— Directive —
Convert the stretch of items from the line containing "For every instance of the roof" through the end of the items into a Markdown table with columns Row and Line, one row per line with blank lines omitted.

— start of Supplied data —

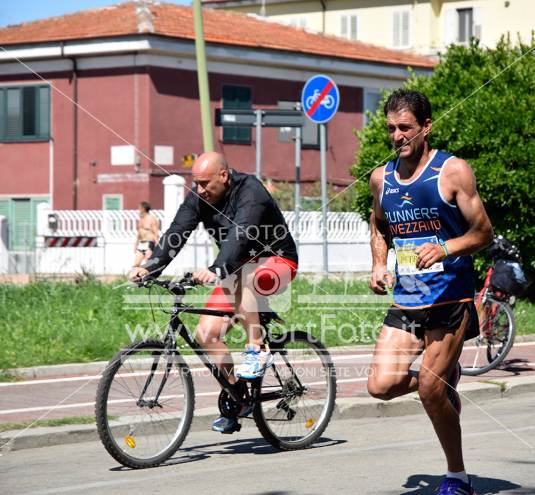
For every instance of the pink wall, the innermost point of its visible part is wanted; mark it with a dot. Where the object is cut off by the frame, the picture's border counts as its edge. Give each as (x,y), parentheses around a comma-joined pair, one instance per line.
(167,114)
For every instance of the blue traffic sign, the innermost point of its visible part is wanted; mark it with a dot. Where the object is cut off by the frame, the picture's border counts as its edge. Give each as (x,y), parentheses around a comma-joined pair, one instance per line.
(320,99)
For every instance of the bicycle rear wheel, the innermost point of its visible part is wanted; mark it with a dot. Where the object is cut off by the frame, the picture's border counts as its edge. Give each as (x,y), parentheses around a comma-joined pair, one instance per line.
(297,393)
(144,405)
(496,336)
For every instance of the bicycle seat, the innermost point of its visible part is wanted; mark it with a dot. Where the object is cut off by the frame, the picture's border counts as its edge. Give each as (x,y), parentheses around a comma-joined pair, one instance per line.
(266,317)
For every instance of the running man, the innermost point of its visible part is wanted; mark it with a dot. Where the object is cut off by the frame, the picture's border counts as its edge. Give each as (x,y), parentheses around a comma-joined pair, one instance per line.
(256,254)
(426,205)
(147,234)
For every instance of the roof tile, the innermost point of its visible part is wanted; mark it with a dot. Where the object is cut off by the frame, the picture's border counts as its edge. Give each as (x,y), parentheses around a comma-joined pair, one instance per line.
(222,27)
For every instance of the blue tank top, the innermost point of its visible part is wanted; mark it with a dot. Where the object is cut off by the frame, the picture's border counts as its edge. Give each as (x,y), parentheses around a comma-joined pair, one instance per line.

— end of Supplied data —

— Task result —
| Row | Line |
|---|---|
| 1 | For every instance of the roof tile, the innermost point of its visible part is wanted; mark it with a dot. Where the object is cut off by the frame, the picture's border counts as its edge. Give each as (x,y), parentheses around a comma-joined pair, one instance per line. |
| 2 | (222,27) |
| 3 | For every instance of the blue tank top, the innermost point of its visible part is wanted; mark it with a dot. Where the object is cut off by the frame, the picture's border counts as its edge. Give each as (x,y), parentheses around a comma-joined pair, one instance per line. |